Natural-language object grounding data:
>>>

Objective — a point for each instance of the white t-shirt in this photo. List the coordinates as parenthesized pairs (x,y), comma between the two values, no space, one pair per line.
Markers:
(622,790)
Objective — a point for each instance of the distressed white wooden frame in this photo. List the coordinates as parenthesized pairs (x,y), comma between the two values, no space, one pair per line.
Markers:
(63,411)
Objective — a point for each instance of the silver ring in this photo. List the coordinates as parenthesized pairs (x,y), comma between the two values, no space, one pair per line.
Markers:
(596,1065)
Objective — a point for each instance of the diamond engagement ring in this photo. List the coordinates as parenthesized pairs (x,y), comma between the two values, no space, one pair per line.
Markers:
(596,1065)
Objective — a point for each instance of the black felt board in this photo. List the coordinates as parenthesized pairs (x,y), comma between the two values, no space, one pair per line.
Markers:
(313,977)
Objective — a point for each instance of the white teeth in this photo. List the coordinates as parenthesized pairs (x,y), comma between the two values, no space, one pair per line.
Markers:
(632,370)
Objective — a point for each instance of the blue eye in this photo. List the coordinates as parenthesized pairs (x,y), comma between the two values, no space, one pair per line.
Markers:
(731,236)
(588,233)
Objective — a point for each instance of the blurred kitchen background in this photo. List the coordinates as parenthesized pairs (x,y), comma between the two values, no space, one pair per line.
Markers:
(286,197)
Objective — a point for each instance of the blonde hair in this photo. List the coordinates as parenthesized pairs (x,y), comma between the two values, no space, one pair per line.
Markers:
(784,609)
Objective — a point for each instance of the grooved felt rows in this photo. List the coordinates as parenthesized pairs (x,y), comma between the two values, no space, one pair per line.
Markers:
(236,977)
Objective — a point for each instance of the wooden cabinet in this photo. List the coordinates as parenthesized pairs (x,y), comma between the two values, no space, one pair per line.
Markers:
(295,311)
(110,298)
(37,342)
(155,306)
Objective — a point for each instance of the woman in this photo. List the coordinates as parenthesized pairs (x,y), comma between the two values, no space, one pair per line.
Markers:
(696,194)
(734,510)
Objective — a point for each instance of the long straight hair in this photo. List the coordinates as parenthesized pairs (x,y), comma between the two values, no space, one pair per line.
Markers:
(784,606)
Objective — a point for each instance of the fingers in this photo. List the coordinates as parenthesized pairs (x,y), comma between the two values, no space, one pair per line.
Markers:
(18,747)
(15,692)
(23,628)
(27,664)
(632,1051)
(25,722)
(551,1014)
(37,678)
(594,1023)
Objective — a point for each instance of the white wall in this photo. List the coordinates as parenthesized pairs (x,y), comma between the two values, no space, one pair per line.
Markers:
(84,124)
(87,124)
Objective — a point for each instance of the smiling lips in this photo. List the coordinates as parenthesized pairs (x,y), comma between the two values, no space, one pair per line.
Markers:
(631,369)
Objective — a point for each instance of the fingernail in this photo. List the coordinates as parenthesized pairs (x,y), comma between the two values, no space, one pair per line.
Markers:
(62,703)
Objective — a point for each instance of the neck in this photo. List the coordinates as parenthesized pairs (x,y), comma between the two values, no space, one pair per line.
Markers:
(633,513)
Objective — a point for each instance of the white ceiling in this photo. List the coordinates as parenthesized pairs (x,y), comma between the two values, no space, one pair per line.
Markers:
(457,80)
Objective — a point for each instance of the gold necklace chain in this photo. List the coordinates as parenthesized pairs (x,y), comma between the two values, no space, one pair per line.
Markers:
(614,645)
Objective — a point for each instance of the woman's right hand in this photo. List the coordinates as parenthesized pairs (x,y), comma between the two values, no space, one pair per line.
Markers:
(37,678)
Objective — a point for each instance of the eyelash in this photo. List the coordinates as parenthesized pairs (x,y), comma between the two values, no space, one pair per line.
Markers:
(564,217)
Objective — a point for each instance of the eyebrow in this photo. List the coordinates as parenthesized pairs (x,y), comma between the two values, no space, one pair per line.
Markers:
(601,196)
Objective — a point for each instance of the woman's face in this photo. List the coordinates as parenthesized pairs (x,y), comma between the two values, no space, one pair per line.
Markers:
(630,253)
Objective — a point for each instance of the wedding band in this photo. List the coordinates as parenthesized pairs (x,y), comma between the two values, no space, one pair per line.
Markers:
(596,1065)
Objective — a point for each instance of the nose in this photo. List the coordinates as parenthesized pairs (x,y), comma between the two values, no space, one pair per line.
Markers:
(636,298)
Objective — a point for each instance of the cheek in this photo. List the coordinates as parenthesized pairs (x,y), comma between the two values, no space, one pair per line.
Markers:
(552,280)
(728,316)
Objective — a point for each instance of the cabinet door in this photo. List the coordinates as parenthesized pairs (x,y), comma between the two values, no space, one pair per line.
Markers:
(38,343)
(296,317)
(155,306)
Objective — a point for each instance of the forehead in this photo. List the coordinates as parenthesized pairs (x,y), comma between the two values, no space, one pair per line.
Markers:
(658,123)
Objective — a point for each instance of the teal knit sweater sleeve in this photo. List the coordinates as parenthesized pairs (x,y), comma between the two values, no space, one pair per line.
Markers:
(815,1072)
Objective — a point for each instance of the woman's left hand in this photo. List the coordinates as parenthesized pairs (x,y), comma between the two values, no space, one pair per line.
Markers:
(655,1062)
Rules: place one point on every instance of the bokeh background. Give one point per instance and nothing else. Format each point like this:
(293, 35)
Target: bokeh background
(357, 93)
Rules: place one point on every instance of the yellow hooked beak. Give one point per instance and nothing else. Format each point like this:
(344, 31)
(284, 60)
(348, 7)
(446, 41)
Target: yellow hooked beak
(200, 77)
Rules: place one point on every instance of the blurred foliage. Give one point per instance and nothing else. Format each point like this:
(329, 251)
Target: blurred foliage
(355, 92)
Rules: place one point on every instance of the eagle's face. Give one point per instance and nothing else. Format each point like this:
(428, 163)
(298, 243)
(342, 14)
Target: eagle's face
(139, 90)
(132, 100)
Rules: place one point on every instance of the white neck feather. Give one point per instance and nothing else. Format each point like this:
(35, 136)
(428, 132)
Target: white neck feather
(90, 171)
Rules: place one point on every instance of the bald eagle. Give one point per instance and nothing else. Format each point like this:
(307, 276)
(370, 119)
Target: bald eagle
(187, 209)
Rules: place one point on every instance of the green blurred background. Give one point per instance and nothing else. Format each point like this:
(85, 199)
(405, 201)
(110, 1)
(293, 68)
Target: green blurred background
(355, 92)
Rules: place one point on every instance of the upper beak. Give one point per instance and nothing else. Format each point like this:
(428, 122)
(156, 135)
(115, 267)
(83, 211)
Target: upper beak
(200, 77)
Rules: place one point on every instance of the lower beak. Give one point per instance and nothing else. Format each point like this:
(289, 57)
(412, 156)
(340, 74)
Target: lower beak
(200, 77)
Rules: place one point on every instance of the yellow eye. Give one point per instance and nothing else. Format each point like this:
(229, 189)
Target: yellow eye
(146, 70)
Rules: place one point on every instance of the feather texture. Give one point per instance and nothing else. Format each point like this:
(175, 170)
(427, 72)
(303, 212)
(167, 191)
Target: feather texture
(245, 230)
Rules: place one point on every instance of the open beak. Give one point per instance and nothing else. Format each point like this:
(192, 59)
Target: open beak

<<<

If a line in the entries above contains the word "nothing", copy it.

» **ANSWER SECTION**:
Rules: place one point on every instance of the bokeh background. Give one point per instance and nothing else. Format each point like this:
Rules: place one point on every instance of the yellow hooked beak. Give one point per instance and nothing else. Format each point like this:
Rules: place one point on every instance of the blurred foliage. Give one point per instance and nothing else. Format each point like this:
Rules: place one point on every instance of the eagle's face. Give one point per instance and nothing else. Format each point like this:
Rules: place one point on every instance of the white neck feather. Give one point per instance and nothing else. Format each point like this:
Rules: place one point on every instance of the bald eagle. Give one point per instance and nothing else. Format each point like this:
Rules: place one point on every instance of the green blurred background. Give one point per instance and nothing else. Format each point like this:
Rules: place one point on every instance of the upper beak. Give one point per instance and nothing else. Format each point like this:
Rules: place one point on every instance of the lower beak. Give one point per instance and nothing else. Format each point like this:
Rules: place one point on every instance of the yellow eye. Give one point per instance and nothing else. Format each point like this:
Rules: place one point on every instance of the feather texture. Give one point per instance and nothing else. Format each point like this:
Rules: place one point on every instance of the open beak. Give one point per instance and nothing else. Format each point like this:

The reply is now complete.